### 任务要求
请找出下面记录中所有含有字符串“wall”的行并逐行抄出，匹配时区分大小写。

════

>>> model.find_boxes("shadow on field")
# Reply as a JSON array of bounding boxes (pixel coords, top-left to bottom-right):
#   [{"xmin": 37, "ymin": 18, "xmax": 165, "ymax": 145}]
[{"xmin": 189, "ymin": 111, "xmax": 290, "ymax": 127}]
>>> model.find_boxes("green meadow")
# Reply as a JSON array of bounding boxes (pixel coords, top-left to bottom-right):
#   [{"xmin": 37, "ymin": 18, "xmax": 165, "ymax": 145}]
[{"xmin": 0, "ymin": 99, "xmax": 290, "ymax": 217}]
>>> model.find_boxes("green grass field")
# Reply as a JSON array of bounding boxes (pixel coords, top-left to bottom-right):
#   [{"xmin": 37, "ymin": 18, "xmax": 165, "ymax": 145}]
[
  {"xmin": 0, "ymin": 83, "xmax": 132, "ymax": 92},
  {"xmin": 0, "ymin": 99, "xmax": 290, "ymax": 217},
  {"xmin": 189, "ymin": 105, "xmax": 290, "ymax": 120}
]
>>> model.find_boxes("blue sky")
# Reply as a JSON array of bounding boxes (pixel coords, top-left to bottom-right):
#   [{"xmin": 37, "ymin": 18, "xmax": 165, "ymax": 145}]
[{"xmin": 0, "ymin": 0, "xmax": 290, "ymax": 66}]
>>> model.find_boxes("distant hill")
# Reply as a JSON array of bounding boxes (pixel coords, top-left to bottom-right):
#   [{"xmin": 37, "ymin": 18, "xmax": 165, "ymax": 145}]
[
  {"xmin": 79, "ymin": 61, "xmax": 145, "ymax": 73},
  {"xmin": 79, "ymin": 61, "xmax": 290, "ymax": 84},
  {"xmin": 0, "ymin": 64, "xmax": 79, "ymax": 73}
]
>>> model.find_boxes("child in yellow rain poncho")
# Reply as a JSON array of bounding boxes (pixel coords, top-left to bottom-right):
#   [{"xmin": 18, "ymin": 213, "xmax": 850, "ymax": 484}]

════

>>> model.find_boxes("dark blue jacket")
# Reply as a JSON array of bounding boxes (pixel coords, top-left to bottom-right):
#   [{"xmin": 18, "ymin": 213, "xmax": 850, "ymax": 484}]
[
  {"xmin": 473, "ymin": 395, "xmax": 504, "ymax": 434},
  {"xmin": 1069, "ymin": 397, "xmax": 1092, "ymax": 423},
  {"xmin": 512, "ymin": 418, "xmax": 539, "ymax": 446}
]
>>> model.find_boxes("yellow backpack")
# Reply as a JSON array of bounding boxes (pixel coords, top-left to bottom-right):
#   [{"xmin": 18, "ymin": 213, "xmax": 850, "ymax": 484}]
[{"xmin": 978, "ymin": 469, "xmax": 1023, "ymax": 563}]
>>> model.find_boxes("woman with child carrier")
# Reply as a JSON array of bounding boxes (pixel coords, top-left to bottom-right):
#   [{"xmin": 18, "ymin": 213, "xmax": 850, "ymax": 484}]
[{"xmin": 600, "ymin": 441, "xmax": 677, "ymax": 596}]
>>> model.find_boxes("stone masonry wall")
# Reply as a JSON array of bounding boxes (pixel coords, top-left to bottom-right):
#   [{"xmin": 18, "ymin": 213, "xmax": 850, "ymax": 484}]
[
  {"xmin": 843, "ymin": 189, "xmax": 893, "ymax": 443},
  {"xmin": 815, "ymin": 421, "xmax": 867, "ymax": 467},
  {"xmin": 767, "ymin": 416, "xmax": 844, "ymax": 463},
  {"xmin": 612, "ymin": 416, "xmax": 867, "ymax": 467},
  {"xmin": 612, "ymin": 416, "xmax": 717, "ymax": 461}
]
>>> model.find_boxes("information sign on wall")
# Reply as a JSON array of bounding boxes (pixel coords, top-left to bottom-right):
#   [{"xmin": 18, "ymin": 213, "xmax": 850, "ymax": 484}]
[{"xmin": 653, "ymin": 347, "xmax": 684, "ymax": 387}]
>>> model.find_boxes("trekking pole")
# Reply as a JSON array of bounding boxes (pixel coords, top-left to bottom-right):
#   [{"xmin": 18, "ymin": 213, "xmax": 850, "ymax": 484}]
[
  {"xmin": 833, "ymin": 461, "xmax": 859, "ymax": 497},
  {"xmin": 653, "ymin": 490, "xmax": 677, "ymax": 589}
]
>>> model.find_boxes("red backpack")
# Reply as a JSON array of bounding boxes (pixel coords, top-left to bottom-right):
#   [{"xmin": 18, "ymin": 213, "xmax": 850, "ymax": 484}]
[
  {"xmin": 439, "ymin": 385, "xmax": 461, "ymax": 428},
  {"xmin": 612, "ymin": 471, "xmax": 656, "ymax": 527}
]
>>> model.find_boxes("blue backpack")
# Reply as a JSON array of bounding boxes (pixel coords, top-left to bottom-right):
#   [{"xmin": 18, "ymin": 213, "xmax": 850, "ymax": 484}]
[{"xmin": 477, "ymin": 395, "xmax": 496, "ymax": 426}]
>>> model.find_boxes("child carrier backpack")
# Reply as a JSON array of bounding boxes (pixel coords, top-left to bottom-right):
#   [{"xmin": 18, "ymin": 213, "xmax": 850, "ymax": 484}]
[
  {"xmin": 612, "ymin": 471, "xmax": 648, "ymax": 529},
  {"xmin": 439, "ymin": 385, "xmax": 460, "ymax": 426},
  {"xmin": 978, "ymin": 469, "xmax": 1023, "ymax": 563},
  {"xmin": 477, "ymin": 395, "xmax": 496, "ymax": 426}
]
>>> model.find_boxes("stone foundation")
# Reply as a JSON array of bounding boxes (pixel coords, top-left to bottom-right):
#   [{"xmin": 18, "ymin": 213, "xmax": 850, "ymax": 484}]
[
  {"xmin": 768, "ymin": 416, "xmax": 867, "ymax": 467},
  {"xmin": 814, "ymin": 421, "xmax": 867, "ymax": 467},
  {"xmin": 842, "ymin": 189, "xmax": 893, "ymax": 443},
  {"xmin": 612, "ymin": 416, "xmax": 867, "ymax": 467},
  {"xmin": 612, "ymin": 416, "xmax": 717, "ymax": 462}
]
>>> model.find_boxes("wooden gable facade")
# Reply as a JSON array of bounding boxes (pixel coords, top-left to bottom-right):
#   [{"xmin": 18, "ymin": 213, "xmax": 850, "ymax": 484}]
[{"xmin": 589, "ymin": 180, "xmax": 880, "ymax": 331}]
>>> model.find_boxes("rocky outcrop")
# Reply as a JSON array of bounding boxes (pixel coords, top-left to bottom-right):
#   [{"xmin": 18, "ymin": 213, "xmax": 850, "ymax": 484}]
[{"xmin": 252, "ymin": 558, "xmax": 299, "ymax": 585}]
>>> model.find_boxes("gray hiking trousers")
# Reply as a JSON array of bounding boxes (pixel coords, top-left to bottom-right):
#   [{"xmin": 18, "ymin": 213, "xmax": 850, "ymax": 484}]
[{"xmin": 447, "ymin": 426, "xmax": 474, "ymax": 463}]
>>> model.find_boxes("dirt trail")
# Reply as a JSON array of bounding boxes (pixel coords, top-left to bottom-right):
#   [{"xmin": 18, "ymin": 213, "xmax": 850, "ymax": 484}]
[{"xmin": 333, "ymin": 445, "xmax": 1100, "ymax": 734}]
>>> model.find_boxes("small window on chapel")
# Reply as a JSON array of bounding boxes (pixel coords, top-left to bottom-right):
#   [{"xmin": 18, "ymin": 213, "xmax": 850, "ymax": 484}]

════

### 正确答案
>>> model.find_boxes("stone masonry wall")
>>> model.find_boxes("information sign on wall")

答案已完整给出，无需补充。